Give back the line where "Locate the dried" appears and all the lines after it until the listing ends, unchanged and with nothing else.

[Pointing records]

※

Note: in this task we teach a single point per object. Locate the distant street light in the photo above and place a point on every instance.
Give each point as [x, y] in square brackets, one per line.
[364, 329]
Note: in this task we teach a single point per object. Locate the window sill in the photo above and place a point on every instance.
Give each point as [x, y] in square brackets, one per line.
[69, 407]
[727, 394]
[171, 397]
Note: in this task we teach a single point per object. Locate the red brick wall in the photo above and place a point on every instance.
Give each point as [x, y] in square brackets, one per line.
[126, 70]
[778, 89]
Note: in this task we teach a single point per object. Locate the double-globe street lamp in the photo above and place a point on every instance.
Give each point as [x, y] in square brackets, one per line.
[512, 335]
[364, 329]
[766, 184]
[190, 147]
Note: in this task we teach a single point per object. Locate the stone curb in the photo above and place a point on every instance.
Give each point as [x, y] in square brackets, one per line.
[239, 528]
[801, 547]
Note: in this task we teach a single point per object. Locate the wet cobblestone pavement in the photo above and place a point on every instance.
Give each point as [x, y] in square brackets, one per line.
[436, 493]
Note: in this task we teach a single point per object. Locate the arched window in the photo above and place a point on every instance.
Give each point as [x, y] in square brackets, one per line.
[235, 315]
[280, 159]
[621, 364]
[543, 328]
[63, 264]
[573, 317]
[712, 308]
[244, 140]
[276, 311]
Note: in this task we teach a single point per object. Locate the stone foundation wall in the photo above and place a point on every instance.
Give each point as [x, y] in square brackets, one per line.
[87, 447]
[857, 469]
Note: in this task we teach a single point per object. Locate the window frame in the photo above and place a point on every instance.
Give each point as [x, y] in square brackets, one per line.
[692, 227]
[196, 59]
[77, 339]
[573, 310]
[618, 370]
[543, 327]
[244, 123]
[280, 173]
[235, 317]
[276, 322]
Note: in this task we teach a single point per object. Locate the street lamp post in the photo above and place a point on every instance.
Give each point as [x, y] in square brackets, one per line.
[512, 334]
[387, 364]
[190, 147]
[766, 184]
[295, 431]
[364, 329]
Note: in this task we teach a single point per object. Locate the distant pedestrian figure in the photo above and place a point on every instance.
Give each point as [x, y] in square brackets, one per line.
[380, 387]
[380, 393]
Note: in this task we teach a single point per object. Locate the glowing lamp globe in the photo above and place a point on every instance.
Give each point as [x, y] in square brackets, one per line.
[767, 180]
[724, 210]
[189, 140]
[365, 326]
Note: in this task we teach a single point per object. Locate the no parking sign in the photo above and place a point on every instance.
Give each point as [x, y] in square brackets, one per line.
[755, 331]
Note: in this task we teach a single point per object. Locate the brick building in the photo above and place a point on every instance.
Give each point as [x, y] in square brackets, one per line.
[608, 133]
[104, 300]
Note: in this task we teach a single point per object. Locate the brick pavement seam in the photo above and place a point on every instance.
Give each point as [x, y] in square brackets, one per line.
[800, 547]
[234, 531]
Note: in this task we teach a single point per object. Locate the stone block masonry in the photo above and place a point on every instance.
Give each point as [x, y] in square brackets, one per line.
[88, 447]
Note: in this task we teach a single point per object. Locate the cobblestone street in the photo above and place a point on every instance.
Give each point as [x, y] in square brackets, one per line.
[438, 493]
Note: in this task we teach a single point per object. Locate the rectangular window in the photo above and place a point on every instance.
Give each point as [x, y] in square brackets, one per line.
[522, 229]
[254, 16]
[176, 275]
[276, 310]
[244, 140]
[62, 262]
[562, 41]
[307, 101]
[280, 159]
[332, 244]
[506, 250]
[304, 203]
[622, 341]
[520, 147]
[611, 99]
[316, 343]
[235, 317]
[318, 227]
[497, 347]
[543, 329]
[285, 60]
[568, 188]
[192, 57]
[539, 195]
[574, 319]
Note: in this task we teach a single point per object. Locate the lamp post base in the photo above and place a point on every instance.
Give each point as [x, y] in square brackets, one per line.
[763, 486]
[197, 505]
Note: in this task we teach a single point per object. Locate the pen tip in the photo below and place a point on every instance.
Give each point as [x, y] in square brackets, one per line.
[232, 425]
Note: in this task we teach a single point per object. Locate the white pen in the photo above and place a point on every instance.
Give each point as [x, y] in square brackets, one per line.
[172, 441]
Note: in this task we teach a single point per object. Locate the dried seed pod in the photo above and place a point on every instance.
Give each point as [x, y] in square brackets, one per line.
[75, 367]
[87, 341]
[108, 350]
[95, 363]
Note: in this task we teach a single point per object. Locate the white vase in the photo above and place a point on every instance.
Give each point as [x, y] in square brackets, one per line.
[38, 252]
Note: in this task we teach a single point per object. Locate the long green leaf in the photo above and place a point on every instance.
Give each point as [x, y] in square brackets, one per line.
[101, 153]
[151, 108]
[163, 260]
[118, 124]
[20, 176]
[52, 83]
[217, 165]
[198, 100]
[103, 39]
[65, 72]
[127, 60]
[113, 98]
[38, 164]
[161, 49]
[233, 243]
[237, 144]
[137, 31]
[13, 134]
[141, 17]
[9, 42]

※

• EXPECTED ANSWER
Note: in this task we teach a single point per object. Locate the dried seed pod in the photo above and place a point on every instance.
Give each point as [x, y] in square brackets, one per line.
[75, 367]
[87, 341]
[108, 350]
[95, 363]
Note: in this task we teach a single point per object. Locate the white vase in the photo above and place a point on every instance.
Give each point as [x, y] in square brackets, one per line.
[38, 252]
Note: in this task we teach a single point per object. Locate the long green leaf in the photo above and place a point on every instance.
Give each point as [x, y] in square brackets, one per line.
[101, 153]
[151, 108]
[163, 260]
[118, 124]
[20, 176]
[52, 83]
[217, 165]
[198, 100]
[103, 39]
[65, 72]
[127, 60]
[113, 98]
[38, 164]
[161, 49]
[233, 243]
[237, 144]
[137, 31]
[13, 134]
[141, 17]
[9, 42]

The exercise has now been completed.